## Start DATA EXCERPTS

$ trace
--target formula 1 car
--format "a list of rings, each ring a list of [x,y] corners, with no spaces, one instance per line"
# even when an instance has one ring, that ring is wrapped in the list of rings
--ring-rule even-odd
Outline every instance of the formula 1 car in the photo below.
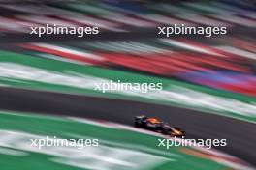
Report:
[[[172,137],[185,136],[185,132],[177,127],[171,127],[167,123],[160,122],[156,118],[148,118],[146,116],[136,116],[135,127],[156,131]]]

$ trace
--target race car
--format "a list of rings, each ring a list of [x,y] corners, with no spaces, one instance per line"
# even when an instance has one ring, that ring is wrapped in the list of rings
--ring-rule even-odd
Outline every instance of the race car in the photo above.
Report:
[[[170,135],[172,137],[185,136],[185,132],[181,130],[179,128],[171,127],[167,123],[160,122],[156,118],[148,118],[144,115],[136,116],[134,125],[137,128],[156,131],[165,135]]]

## End DATA EXCERPTS

◆ EXERCISE PROMPT: Swap "photo" for "image" throughout all of the records and give them again with nothing else changed. Leave the pictures out of your answer.

◆ CORRECT OUTPUT:
$ trace
--target formula 1 car
--format "a list of rings, each ring a list of [x,y] corners, with no spaces, one instance per line"
# even when an instance has one ring, that ring is wrapped in the list of rings
--ring-rule even-odd
Outline every instance of the formula 1 car in the image below.
Report:
[[[172,137],[185,136],[185,132],[177,127],[171,127],[167,123],[160,122],[156,118],[148,118],[146,116],[136,116],[135,127],[156,131]]]

$ trace
--target race car
--format "a list of rings, each ring a list of [x,y] corners, with no spaces, one instance per line"
# even when an instance has one ring, that ring is wrapped in the list of rings
--ring-rule even-odd
Outline every instance of the race car in the image above.
Report:
[[[170,135],[172,137],[185,136],[185,132],[181,130],[179,128],[171,127],[167,123],[160,122],[156,118],[148,118],[144,115],[136,116],[134,125],[137,128],[156,131],[165,135]]]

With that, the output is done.